• Testo citato:
(foto Unsplash)

Immagini e dèi

Edoardo Camurri

La Macchina algoritmica produce la sua mitologia. E solo una mitologia più grande può contrastarla

La Macchina algoritmica lavora prima per prevederci, poi per condizionarci e infine per sostituirci. Il suo movimento, così descritto, è deducibile dalla logica del suo funzionamento. La Macchina viene utilizzata per raccogliere i dati personali di ciascuno di noi, i dati a loro volta vengono elaborati dall’Intelligenza artificiale per costruire un nostro profilo, un nostro doppio, capace di prevedere le nostre azioni e i nostri pensieri. E’ importante prevederci perché in questo modo, come prima cosa, è possibile controllarci e sfruttare meglio le nostre caratteristiche a fini commerciali e politici. Ma la Macchina algoritmica è programmata anche per condizionarci indirizzando a ciascun individuo un flusso di informazioni e di immagini in grado di influenzare, conoscendoci a fondo, le nostre azioni, i nostri pensieri e le nostre emozioni nella direzione che la Macchina algoritmica decide essere la più utile ai suoi fini.

 

La Macchina algoritmica ci condiziona attraverso un lavoro di riprogrammazione cerebrale basato sulle emozioni primarie del nostro cervello evolutivamente più antico, imperniato sulle pulsioni di sopravvivenza primordiale; attrazione e repulsione, paura e desiderio. La Macchina algoritmica, attraverso il flusso discendente delle sue immagini, riscrive dunque un nuovo imprinting sulla nostra coscienza e, così facendo, riesce a potenziare, a liberare e a emancipare da noi stessi il nostro doppio digitale da lei creato. Mentre il nostro “io reale” è intrattenuto dal flusso discendente delle immagini provenienti dalla Macchina, il nostro simulacro digitale – e qui arriva la “sostituzione” come terzo movimento – diventa l’unico soggetto reale in campo.

• Cosa fare: Prosegui il testo sulla Macchina algoritmica a partire dalla sua ultima frase.

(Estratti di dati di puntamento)

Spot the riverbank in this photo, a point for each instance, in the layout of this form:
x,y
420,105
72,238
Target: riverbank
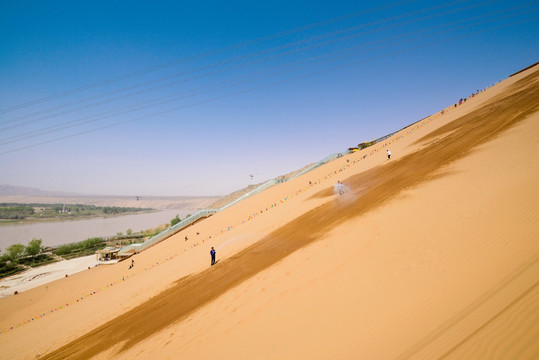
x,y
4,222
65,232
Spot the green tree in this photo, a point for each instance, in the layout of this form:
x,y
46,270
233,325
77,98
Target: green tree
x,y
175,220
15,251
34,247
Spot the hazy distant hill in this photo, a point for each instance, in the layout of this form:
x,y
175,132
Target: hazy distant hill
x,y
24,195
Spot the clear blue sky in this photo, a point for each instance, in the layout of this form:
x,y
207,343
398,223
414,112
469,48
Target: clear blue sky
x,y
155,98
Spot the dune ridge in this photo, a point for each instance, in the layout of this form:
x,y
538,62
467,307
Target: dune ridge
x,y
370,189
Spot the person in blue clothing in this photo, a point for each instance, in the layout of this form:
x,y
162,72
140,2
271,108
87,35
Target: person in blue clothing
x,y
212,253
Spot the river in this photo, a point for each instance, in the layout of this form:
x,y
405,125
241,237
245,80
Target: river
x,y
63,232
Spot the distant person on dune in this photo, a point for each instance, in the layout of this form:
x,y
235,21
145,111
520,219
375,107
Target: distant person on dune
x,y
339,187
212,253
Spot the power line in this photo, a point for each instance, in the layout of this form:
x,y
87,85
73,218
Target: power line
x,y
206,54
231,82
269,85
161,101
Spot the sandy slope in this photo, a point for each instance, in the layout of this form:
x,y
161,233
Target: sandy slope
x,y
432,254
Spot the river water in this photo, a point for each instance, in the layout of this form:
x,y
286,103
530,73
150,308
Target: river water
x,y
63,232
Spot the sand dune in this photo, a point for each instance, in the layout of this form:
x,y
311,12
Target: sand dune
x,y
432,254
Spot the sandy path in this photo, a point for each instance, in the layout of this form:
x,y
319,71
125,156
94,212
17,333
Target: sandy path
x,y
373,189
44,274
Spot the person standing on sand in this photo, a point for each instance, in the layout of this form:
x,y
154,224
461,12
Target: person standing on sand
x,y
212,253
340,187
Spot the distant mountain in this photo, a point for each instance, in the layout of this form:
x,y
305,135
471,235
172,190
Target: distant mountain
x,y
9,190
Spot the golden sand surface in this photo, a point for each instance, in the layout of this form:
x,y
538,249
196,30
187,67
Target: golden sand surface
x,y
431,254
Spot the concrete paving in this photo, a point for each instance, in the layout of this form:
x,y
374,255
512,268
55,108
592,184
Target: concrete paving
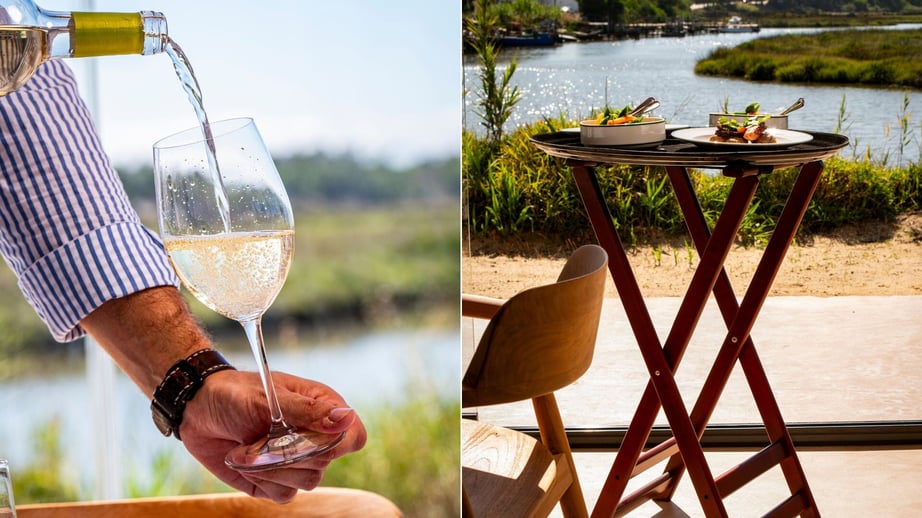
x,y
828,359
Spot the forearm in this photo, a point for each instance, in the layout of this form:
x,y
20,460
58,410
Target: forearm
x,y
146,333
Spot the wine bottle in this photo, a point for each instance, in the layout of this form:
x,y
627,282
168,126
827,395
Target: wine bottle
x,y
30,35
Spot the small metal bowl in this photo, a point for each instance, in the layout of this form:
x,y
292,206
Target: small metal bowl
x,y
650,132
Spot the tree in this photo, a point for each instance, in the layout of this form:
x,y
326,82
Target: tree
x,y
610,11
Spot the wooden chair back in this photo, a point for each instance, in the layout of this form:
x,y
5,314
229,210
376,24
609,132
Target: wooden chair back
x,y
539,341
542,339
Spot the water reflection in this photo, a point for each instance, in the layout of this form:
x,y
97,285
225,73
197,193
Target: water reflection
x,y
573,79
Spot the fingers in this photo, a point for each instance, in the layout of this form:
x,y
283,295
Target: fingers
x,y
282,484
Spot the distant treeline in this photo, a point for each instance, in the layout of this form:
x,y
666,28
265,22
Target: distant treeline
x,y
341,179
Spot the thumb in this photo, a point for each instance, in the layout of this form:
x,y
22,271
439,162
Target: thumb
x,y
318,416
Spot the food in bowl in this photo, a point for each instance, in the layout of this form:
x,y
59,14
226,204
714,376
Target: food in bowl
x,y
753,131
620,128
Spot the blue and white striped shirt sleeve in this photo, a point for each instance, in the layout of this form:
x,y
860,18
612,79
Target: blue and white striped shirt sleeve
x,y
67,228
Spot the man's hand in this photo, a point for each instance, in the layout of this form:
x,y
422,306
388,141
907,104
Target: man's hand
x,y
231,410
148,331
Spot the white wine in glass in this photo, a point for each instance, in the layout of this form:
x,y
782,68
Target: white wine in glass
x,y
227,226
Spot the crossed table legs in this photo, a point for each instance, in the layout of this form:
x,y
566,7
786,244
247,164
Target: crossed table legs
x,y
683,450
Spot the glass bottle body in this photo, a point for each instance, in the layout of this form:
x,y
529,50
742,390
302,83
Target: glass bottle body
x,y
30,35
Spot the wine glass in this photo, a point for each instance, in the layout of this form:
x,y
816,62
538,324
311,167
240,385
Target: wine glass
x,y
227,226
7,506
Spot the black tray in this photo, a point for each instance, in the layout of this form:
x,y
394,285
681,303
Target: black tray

• Risultato finale:
 

Sul simulacro la Macchina algoritmica può infatti esercitarsi a simulare mondi possibili, scenari diversi, in un moltiplicarsi di universi paralleli dove i nostri doppi possono essere gettati in situazioni disparatissime tra di loro. Come più volte abbiamo scritto qui su 2666, il meccanismo e la logica del funzionamento della Macchina algoritmica richiamano il meccanismo e il funzionamento degli antichi sistemi gnostici, in cui l’universo non è altro che la parodia, potenzialmente infinita e replicabile, di un universo reale e irraggiungibile a opera di una divinità inferiore e malvagia; come nel pensiero gnostico e nella magia rinascimentale, la logica e il funzionamento della Macchina algoritmica dipendono dall’utilizzo di immagini (in senso lato, da intendersi cioè come forme simboliche, suoni, visioni, eccetera) che prima vengono estratte dalle nostre tracce online e che successivamente (ma è una successione logica, non temporale) ci vengono inviate secondo i meccanismi detti.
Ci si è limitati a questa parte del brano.